# AUFGABE
Schreib den Abschnitt aus dem Text über Zeit und Kunst von „Die Interferenz zwischen“ bis „ein turbulenter Zeitfluss.“ noch einmal ab und tausch dabei „Irritation“ gegen „Störung“ aus.

**** DOKUMENTTEXT

Die Interferenz zwischen dem Realen und dem Imaginären erzeugt auch eine Irritation des Zeitbewusstseins. Das Vergangene kollidiert mit dem Gegenwärtigen. Die Zeit ist keine gerade Linie, auf der das Jetzt einförmig als ausdehnungsloser Punkt fortschreitet. Sie ist ein Zeithof mit Urimpressionen im Zentrum, von dem zurückhaltende Erinnerungen und vorgreifende Erwartungen ausgehen. Ekstasen, die ein originäres Zeitfeld im stetigen Wandel bilden – ein turbulenter Zeitfluss.
Von weitem schon zieht uns ein schwarzes Quadrat in seinen Sog. Doch das grossformatige Bild auf dem Foto entpuppt sich als kleinformatige Leinwand an der Tapete. Der verkleinerte Raum des Fotos lässt ‹Dunkler Fluss› grösser erscheinen. Von nahem erkennen wir unter der schwarzen Farbschicht eine flussförmige Struktur. Malewitschs ‹Schwarzes Quadrat› steht als Nullpunkt der Abstraktion mit einem Fuss in der Moderne, mit dem anderen im untergründigen Strom der Tradition. Die Emanzipation von der Repräsentation entspricht dem spirituellen Streben nach Transzendenz. Das Ziel, die Kunst vom Gewicht der Dinge zu befreien und eine Empfindung der Gegenstandslosigkeit zu evozieren, resoniert mit der Mystik des Schweigens. Die Ikone der Kunst hing wie eine religiöse Ikone im Herrgottswinkel.

********
**** EINTRÄGE IM DATENSATZ

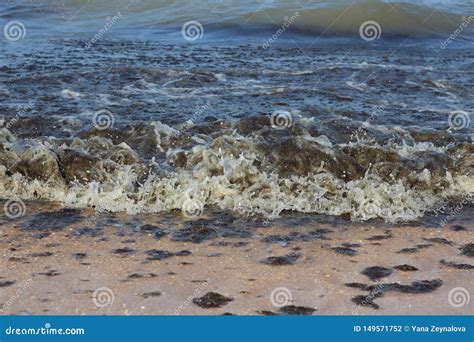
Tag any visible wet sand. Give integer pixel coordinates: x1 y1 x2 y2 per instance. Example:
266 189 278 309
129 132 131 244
0 204 474 315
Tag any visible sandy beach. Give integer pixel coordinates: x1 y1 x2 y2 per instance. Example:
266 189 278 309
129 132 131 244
0 203 474 315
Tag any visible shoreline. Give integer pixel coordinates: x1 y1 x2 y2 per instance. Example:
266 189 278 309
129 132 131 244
0 205 474 315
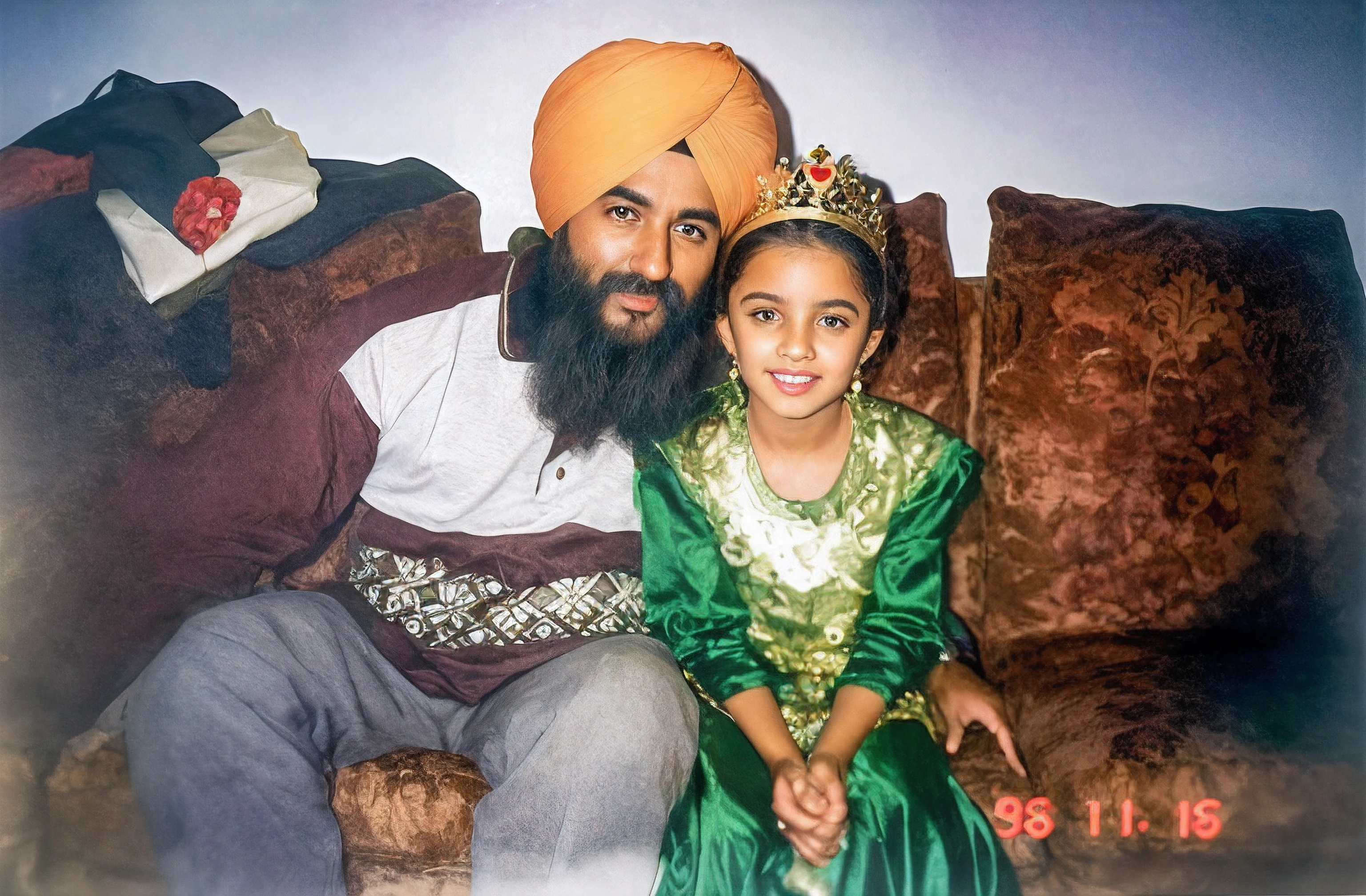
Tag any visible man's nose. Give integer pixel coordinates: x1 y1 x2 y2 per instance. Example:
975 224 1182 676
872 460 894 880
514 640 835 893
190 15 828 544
631 225 673 283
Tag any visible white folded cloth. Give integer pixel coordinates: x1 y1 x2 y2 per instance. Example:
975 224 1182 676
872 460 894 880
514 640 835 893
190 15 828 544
96 109 322 302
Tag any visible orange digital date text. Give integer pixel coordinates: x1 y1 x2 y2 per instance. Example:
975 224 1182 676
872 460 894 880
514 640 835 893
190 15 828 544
993 796 1224 840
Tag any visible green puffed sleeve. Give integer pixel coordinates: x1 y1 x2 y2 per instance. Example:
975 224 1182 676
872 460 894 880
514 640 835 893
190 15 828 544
635 460 777 701
835 438 982 704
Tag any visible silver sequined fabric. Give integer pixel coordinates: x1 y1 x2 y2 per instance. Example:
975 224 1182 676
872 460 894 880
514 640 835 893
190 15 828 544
350 546 649 648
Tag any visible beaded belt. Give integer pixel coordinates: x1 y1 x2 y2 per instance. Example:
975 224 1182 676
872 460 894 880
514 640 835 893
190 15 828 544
350 546 649 648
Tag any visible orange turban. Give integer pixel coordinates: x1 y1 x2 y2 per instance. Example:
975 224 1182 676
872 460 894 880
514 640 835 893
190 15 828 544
531 40 777 234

********

# ANTWORT
Die Interferenz zwischen dem Realen und dem Imaginären erzeugt auch eine Störung des Zeitbewusstseins. Das Vergangene kollidiert mit dem Gegenwärtigen. Die Zeit ist keine gerade Linie, auf der das Jetzt einförmig als ausdehnungsloser Punkt fortschreitet. Sie ist ein Zeithof mit Urimpressionen im Zentrum, von dem zurückhaltende Erinnerungen und vorgreifende Erwartungen ausgehen. Ekstasen, die ein originäres Zeitfeld im stetigen Wandel bilden – ein turbulenter Zeitfluss.